-------- Metin Parçası --------

6. Hukuk Dairesi 2016/7815 E. , 2016/5898 K.


Kilitli
Kullanıcı avatarı
İctihat
Mesajlar: 681327
Kayıt: 30 Mar 2021, 02:46

6. Hukuk Dairesi 2016/7815 E. , 2016/5898 K.


'İçtihat Metni'



Mahalli mahkemesinden verilmiş bulunan yukarıda tarih ve numarası yazılı tahliye davasına dair karar, davacı tarafından süresi içinde temyiz edilmiş olmakla, dosyadaki bütün kağıtlar okunup gereği görüşülüp düşünüldü.
Dava, iki haklı ihtar sebebine dayalı tahliye istemine ilişkindir. Mahkemece istemin reddine karar verilmiş, hüküm davacılar vekili tarafından temyiz edilmiştir.

-------- Listelenen Kayıtlar --------

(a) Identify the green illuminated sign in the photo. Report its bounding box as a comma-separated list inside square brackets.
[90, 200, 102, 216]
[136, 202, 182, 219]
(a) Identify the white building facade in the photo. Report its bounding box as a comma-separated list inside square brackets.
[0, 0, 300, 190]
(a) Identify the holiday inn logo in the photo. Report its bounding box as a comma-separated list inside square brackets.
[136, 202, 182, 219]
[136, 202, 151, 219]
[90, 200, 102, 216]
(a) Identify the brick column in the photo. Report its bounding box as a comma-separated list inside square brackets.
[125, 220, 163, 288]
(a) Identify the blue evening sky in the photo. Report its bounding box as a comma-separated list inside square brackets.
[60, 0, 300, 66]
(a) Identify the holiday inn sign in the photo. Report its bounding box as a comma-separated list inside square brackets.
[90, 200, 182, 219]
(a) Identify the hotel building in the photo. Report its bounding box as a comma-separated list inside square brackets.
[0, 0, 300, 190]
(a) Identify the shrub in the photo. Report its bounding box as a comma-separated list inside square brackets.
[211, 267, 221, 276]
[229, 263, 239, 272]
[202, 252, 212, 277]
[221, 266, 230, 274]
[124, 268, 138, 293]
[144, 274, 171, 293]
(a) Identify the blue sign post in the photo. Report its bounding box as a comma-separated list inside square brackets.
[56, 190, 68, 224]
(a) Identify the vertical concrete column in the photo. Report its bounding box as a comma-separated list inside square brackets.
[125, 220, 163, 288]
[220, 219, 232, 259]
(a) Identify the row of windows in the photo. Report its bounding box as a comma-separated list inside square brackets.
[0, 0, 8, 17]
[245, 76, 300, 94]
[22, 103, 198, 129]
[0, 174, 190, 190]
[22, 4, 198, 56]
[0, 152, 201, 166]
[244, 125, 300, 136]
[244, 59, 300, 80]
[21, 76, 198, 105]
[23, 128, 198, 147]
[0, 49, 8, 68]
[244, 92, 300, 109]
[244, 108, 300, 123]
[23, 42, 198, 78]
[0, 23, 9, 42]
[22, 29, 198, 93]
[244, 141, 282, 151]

--------
-------- Listelenen Kayıtlar --------

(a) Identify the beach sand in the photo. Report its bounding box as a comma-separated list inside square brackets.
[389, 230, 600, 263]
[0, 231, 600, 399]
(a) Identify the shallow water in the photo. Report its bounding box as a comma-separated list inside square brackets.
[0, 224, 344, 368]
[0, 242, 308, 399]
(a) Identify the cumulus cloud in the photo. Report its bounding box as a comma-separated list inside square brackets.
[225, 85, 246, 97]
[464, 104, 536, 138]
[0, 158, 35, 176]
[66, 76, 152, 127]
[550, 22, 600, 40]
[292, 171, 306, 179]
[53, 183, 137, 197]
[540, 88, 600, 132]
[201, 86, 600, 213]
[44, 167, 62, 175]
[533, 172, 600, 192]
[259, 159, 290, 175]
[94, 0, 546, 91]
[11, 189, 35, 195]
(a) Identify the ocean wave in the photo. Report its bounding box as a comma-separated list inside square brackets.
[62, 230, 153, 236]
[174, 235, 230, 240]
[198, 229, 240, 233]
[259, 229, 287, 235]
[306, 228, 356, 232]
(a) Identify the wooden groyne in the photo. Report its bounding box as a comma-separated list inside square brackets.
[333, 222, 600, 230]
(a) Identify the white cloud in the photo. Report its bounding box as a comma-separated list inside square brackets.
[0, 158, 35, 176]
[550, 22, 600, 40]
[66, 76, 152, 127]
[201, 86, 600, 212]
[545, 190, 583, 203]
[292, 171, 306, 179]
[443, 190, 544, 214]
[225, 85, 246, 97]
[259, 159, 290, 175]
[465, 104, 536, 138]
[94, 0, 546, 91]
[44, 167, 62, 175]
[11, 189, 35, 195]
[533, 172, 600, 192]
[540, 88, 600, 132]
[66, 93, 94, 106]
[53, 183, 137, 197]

--------

Görev Tanımı :: Lütfen tahliye davası kararındaki "Dava, iki haklı" ifadesinden "tarafından temyiz edilmiştir." ifadesine kadar, bu ifade de dahil, olan bölümü hiç değiştirmeden yazın.

Çözümlü Cevap ::
Dava, iki haklı ihtar sebebine dayalı tahliye istemine ilişkindir. Mahkemece istemin reddine karar verilmiş, hüküm davacılar vekili tarafından temyiz edilmiştir.